_JOB_
Please output every line of the material as it stands, without the pictures.

_PROVIDED DATA_

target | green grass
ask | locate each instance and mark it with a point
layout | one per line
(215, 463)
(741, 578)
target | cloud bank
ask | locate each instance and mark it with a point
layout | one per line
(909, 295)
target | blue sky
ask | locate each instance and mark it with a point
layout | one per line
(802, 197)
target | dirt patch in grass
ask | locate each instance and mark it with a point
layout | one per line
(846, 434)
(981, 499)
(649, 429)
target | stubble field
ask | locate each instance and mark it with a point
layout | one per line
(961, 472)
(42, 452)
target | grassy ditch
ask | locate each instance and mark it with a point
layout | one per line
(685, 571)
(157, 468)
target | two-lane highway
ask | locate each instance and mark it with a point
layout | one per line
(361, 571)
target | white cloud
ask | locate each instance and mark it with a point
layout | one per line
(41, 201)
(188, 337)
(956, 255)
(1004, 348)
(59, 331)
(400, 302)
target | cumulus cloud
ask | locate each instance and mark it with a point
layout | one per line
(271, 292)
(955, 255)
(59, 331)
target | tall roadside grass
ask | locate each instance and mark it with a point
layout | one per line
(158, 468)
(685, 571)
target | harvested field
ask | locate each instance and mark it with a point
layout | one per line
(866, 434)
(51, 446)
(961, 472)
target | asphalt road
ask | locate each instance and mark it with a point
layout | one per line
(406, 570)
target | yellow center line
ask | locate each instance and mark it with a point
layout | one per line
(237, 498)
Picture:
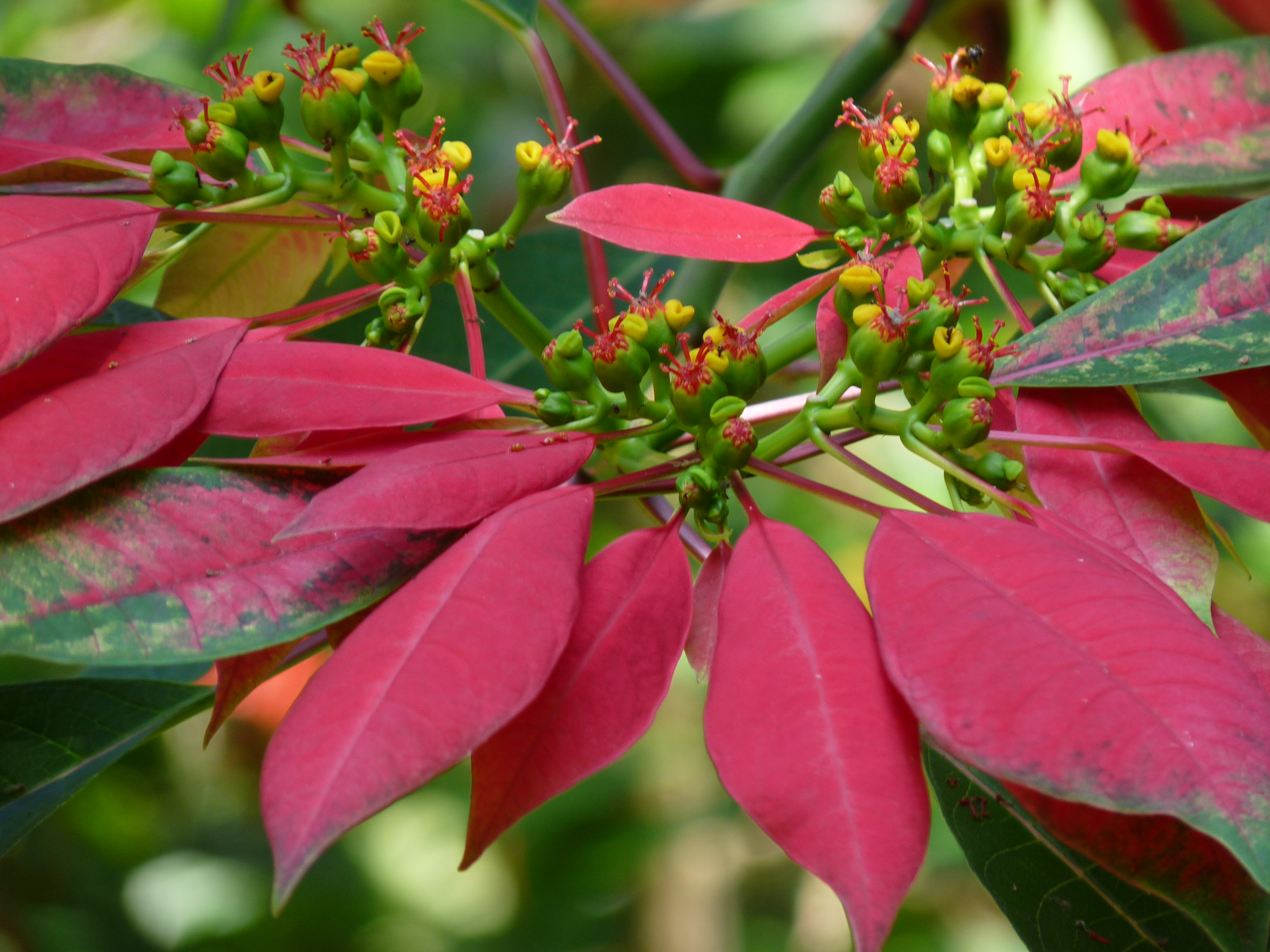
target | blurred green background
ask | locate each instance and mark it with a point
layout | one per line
(166, 850)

_OUTPUT BELOW_
target | green grass
ask | locate each instance and mark it with a point
layout | one per line
(215, 463)
(741, 578)
target | cloud bank
ask | locate each instance and mark it with a point
layout | one per line
(909, 295)
target | blue sky
ask | locate each instance and mark it with a point
layout | one per line
(802, 197)
target | dirt patch in grass
ask | locate each instance and mark it with a point
layout | one per line
(846, 434)
(981, 499)
(649, 429)
target | stubble field
ask | locate each instance and mark it with a point
layout | one per line
(961, 472)
(42, 452)
target | grassy ditch
ask | locate each instance and mark it with a point
layout | one per line
(685, 571)
(157, 468)
target | two-lane highway
ask | locate each instance and mark it with a point
layout | one per line
(361, 571)
target | white cloud
ask | locate each instance and mark it with a point
layout | one per line
(41, 201)
(188, 337)
(956, 255)
(1004, 348)
(59, 331)
(400, 302)
target | cumulus cloud
ask | locate each instance and mark it with a point
layout | one per line
(271, 292)
(955, 255)
(59, 331)
target | tall roadside grass
ask | locate each instance and mark it with a point
layout | one per line
(158, 468)
(685, 571)
target | harvested field
ask | locate each instance and mark it with a point
layout | one per line
(866, 434)
(51, 446)
(961, 472)
target | asphalt road
ask | locate each instance and mark it with a point
layout | one per line
(406, 570)
target | yellow center line
ask | locate each instance and mark it with a point
layout | one per line
(237, 498)
Picture:
target | blurred green background
ask | locate each instance and mark it with a point
layout | one per line
(166, 850)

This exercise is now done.